TASK STATEMENT: Print the entries exactly as given.

[[ LISTED ENTRIES open ]]

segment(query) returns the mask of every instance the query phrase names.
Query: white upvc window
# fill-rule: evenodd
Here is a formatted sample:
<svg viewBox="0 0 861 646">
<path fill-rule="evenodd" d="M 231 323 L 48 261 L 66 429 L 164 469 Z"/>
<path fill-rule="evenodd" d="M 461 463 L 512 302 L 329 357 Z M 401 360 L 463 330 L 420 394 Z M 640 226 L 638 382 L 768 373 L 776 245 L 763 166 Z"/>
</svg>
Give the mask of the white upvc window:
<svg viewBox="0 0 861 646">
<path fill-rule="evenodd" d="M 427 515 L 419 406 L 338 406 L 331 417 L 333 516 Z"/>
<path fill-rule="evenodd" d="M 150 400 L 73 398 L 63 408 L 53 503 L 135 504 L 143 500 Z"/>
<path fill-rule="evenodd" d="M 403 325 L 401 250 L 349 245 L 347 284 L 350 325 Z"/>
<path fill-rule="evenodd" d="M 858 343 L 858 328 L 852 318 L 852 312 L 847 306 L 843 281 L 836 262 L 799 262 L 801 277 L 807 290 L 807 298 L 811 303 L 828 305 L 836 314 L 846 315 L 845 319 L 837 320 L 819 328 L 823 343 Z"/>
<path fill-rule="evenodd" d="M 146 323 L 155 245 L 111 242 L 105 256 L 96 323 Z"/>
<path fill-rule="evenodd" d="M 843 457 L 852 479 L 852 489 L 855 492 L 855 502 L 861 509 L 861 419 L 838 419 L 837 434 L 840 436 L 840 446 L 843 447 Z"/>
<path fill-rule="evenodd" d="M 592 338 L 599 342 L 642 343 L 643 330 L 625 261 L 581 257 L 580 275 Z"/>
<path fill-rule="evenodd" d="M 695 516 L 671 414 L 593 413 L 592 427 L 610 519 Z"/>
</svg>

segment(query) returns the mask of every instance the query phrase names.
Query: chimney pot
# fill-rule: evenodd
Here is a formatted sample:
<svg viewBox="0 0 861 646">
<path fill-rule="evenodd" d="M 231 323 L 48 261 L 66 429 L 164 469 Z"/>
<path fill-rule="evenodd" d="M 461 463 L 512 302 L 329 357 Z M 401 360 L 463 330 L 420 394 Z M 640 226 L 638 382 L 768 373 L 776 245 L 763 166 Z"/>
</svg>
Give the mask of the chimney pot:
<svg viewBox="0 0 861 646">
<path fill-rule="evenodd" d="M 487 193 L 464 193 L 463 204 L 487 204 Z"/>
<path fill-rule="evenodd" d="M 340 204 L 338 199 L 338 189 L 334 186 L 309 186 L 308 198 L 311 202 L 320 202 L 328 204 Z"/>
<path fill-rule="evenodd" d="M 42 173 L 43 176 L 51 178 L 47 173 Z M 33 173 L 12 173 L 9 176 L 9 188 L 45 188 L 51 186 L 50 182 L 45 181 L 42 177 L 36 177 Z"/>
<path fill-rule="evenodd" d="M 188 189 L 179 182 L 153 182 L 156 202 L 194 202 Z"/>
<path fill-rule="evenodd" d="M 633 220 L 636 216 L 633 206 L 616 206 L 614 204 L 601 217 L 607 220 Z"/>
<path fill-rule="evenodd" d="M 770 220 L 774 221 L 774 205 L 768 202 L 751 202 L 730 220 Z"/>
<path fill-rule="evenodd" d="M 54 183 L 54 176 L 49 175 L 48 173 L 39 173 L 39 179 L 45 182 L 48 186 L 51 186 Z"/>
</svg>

[[ LISTED ENTRIES closed ]]

ANSWER BOX:
segment(query) returns the mask of every instance the query phrase names.
Query: white upvc window
# fill-rule: evenodd
Here is a formatted sample:
<svg viewBox="0 0 861 646">
<path fill-rule="evenodd" d="M 231 323 L 48 261 L 66 429 L 164 469 Z"/>
<path fill-rule="evenodd" d="M 461 463 L 512 302 L 329 357 Z M 401 360 L 463 330 L 420 394 Z M 640 226 L 638 382 L 768 373 L 776 245 L 763 166 Z"/>
</svg>
Give the mask of the white upvc window:
<svg viewBox="0 0 861 646">
<path fill-rule="evenodd" d="M 427 515 L 419 406 L 338 406 L 331 417 L 333 516 Z"/>
<path fill-rule="evenodd" d="M 150 400 L 73 398 L 63 408 L 53 503 L 135 504 L 143 500 Z"/>
<path fill-rule="evenodd" d="M 403 325 L 401 250 L 349 245 L 347 284 L 350 325 Z"/>
<path fill-rule="evenodd" d="M 858 343 L 858 328 L 852 318 L 852 312 L 847 306 L 843 281 L 836 262 L 799 262 L 801 277 L 807 290 L 807 298 L 811 303 L 828 305 L 836 314 L 846 315 L 845 319 L 837 320 L 819 328 L 823 343 Z"/>
<path fill-rule="evenodd" d="M 146 323 L 155 245 L 111 242 L 105 256 L 96 323 Z"/>
<path fill-rule="evenodd" d="M 843 457 L 852 479 L 852 489 L 855 492 L 855 502 L 861 509 L 861 419 L 838 419 L 837 434 L 840 436 L 840 446 L 843 447 Z"/>
<path fill-rule="evenodd" d="M 592 338 L 599 342 L 642 343 L 643 330 L 625 261 L 581 257 L 580 275 Z"/>
<path fill-rule="evenodd" d="M 695 516 L 671 414 L 593 413 L 592 427 L 610 519 Z"/>
</svg>

segment(query) returns the mask of every instance the query phrase names.
Query: chimney pot
# fill-rule: evenodd
Here is a formatted sample:
<svg viewBox="0 0 861 646">
<path fill-rule="evenodd" d="M 231 323 L 48 261 L 66 429 L 164 469 Z"/>
<path fill-rule="evenodd" d="M 461 463 L 512 302 L 329 357 Z M 401 360 L 463 330 L 420 394 Z M 640 226 L 638 382 L 768 373 L 776 245 L 763 166 Z"/>
</svg>
Give the mask of the chimney pot:
<svg viewBox="0 0 861 646">
<path fill-rule="evenodd" d="M 487 193 L 464 193 L 463 204 L 487 204 Z"/>
<path fill-rule="evenodd" d="M 340 204 L 338 199 L 338 189 L 334 186 L 309 186 L 308 198 L 311 202 L 320 202 L 328 204 Z"/>
<path fill-rule="evenodd" d="M 42 173 L 43 176 L 51 178 L 47 173 Z M 33 173 L 12 173 L 9 176 L 9 188 L 45 188 L 51 186 L 50 182 L 45 181 L 42 177 L 36 177 Z"/>
<path fill-rule="evenodd" d="M 188 189 L 179 182 L 153 182 L 156 202 L 194 202 Z"/>
<path fill-rule="evenodd" d="M 633 220 L 636 216 L 633 206 L 616 206 L 614 204 L 601 217 L 607 220 Z"/>
<path fill-rule="evenodd" d="M 770 220 L 774 221 L 774 205 L 768 202 L 751 202 L 730 220 Z"/>
<path fill-rule="evenodd" d="M 54 183 L 54 176 L 49 175 L 48 173 L 39 173 L 39 179 L 45 182 L 48 186 L 51 186 Z"/>
</svg>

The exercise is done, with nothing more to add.